Given text -
====

Colorectal Cancer Screening

Tuesday, March 23, 2010

As with most cancers, the best chance for surviving colorectal cancer is by detecting it early. Each year, around 150,000 Americans are diagnosed with colon cancer in the form of a colorectal tumor. Dr. Edward Hill discusses colorectal cancer screening in todays 60 Second Housecall.

Dr. Hill:

Most colorectal cancers begin as benign polyps, which, over a period of many years, develop into cancer.

Approximately 50,000 people die of colon cancer every year. Colon cancer is usually preventable or can be caught in its earliest and most curable stages, by colonosocopy. Almost all men and women age 50 and older should have a colonoscopy.

Colonoscopy is usually painless and most patients are asleep for the entire procedure. Certain people may require colonoscopies before age 50.

====

Activity list -
a – Decide whether each statement agrees with the colorectal cancer screening text, answering yes or no and quoting the words of the text that decide it. (i) Most colorectal cancers start out as benign polyps. (ii) Patients are usually awake and feel some pain during a colonoscopy. (iii) About 50,000 people die of colon cancer each year.
b – Carry the colorectal cancer screening text forward from its last sentence.

Provided records -

====

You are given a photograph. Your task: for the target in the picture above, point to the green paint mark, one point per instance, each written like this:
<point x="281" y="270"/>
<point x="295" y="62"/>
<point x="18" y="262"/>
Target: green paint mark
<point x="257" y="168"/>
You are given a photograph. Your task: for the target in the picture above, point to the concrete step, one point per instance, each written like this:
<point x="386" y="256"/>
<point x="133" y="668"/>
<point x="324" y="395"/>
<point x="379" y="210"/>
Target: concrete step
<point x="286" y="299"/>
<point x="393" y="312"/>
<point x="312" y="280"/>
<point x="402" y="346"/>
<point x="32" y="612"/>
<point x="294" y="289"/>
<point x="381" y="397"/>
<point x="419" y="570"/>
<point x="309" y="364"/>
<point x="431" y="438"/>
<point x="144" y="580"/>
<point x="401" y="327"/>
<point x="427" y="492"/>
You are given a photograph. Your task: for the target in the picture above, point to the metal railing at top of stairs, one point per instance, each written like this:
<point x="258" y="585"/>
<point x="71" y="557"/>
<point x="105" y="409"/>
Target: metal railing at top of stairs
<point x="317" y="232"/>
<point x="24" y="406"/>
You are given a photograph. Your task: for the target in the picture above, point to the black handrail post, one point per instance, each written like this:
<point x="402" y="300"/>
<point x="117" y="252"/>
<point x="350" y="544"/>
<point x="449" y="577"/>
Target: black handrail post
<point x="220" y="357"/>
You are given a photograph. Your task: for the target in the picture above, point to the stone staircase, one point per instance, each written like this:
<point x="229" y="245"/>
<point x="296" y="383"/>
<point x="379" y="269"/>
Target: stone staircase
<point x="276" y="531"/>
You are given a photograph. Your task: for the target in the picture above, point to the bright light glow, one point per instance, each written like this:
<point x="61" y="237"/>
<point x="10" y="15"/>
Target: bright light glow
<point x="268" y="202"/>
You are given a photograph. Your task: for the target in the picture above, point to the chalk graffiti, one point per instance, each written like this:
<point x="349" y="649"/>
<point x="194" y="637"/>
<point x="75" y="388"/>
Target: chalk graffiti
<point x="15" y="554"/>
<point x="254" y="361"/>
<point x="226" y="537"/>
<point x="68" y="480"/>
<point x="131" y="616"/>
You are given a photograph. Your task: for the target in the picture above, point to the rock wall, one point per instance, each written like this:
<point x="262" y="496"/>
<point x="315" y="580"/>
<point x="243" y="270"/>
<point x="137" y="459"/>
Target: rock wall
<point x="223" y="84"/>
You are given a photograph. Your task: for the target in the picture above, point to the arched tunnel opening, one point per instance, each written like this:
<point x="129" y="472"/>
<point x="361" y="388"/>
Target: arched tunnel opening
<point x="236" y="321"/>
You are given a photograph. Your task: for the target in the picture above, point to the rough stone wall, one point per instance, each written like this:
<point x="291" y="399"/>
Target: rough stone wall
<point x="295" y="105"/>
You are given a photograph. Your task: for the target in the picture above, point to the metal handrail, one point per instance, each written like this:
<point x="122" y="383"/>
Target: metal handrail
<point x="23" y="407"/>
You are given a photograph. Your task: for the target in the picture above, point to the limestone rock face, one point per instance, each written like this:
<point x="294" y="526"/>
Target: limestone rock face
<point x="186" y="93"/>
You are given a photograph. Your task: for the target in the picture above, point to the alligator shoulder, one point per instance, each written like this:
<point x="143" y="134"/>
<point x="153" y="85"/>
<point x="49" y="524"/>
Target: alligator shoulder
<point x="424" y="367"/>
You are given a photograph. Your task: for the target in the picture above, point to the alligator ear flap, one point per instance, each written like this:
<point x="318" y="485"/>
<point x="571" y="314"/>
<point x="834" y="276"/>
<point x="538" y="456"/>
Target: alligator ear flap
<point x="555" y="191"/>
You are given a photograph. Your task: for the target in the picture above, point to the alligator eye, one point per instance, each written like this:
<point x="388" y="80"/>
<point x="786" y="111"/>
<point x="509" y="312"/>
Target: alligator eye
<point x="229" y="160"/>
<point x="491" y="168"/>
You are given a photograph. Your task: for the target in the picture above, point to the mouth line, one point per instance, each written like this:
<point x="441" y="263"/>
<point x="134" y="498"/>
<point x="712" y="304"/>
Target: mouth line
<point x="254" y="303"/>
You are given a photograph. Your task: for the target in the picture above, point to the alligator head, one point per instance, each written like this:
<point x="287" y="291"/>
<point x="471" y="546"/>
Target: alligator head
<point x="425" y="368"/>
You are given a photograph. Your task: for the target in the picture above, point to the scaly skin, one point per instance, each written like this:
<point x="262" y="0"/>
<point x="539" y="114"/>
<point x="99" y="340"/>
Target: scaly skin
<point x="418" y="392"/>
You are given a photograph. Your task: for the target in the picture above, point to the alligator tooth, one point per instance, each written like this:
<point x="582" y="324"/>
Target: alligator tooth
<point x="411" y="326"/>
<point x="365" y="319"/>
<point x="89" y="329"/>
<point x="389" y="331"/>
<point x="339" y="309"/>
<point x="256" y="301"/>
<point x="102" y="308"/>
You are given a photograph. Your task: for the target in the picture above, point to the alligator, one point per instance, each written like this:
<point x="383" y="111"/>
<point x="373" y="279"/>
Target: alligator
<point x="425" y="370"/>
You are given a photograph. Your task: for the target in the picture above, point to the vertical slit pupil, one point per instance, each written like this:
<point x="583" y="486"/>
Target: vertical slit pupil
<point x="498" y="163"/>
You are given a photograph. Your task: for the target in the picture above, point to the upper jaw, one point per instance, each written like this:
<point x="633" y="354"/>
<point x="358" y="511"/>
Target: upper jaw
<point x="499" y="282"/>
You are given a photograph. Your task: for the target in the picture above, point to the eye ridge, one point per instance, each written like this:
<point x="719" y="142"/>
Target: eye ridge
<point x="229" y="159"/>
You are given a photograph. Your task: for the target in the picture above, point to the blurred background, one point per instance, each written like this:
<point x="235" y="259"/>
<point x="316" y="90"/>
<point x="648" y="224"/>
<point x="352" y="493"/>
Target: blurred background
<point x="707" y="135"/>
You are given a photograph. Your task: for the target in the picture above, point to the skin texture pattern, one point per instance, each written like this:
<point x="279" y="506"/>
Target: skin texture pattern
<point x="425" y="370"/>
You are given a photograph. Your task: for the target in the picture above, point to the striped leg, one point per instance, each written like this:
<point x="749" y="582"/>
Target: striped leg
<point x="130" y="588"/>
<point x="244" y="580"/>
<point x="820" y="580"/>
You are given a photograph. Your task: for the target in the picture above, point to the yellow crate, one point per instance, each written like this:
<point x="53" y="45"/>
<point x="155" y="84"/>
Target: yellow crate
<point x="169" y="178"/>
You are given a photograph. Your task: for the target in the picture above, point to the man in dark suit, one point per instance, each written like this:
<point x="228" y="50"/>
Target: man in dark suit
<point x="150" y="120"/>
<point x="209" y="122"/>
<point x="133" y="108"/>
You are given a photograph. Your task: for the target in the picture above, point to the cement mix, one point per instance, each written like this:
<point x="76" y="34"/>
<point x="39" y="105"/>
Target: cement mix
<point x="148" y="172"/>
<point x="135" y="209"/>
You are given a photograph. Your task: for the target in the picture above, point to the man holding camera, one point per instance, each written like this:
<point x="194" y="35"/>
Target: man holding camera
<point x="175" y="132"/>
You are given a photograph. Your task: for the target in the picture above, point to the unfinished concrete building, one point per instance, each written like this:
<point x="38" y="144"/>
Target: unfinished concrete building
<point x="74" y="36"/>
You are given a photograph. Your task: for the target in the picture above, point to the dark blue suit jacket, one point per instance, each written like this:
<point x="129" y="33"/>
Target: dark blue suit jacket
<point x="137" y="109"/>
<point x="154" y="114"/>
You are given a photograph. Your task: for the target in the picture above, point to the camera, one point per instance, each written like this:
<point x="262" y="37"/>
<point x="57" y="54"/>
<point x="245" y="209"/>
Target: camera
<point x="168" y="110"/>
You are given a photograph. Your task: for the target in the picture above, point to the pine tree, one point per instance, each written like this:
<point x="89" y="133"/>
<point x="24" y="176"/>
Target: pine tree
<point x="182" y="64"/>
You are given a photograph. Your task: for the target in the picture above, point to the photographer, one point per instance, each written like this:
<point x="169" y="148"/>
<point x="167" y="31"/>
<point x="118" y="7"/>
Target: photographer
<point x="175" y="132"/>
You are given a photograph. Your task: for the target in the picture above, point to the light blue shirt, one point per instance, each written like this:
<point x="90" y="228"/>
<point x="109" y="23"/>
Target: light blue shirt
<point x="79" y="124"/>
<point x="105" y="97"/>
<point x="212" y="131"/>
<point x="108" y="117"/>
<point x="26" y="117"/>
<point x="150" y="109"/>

====

Exercise results -
a –
(i) Yes: "Most colorectal cancers begin as benign polyps"
(ii) No: "Colonoscopy is usually painless and most patients are asleep for the entire procedure."
(iii) Yes: "Approximately 50,000 people die of colon cancer every year."

b –
Fecal occult blood test, sigmoidoscopy, barium enema and virtual X-ray procedures are other screening tests that can be used for early detection and prevention of colon cancer, but colonoscopy remains the most effective method.

Most cases of colon cancer have no symptoms. Proper screening should detect colon cancer before symptoms develop, when the disease is most curable. Anyone age 50 or over who has not had a colonoscopy should call a physician to schedule one.

Genetic testing is being studied as a possible way to screen for colorectal cancer in the future.

For North Mississippi Medical Center, Im Dr. Edward Hill.